## WHAT IS NEEDED
Each record below must be written out again in exactly the same form.
** RECORDS FOR THIS EXERCISE follows **
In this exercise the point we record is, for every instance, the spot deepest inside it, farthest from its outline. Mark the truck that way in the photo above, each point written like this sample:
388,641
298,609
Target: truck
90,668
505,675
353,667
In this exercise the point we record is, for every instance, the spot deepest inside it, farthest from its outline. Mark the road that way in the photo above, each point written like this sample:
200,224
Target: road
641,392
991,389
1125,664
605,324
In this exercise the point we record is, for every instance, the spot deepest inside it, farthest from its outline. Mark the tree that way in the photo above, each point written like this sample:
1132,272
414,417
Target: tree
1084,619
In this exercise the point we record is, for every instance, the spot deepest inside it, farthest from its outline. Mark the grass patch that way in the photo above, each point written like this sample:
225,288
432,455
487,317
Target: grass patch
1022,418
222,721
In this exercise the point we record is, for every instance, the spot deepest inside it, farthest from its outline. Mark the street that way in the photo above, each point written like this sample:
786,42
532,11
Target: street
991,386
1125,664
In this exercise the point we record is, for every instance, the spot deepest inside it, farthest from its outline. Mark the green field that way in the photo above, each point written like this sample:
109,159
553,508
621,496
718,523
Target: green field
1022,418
** End of RECORDS FOR THIS EXERCISE **
## SOLUTION BELOW
In this exercise the point we record is, for every instance, the spot deepest inside it, farthest from its outline. Mark the truck that way in the photo above, each point written like this sample:
388,641
298,609
Target: truck
90,668
505,675
353,667
In this exercise the point we record is, for every instance, the spot deepest inside it, farthest from its outline. Mark the road that way in the photo above, each point written like this sample:
200,224
Target: road
641,392
991,389
1125,664
605,324
In this exercise the point we record is, for every instance, the spot deepest inside it, farthest from its outline. Mark the tree that way in the photo above, each point written like this sample:
1132,272
414,417
Target: tree
1084,619
In this exercise the point we record is, for every instance, the spot deepest inside it, farthest from its outline. Mark the grass patch that way in the photo above, each point written like this sample:
225,288
432,455
487,317
Target: grass patch
1022,418
222,721
In this exercise the point we record is, for every instance, the spot deepest inside it, farthest from its outline. Mark the street that way in the photo above, each point written like this sample:
786,42
532,11
Target: street
991,386
1125,664
In this exercise the point we record is, for every instance, the spot deepest inside it, farthest from its outline. Mark the green field that way in the photo above, each point written like this sample:
109,159
553,508
621,496
718,523
Target: green field
1022,418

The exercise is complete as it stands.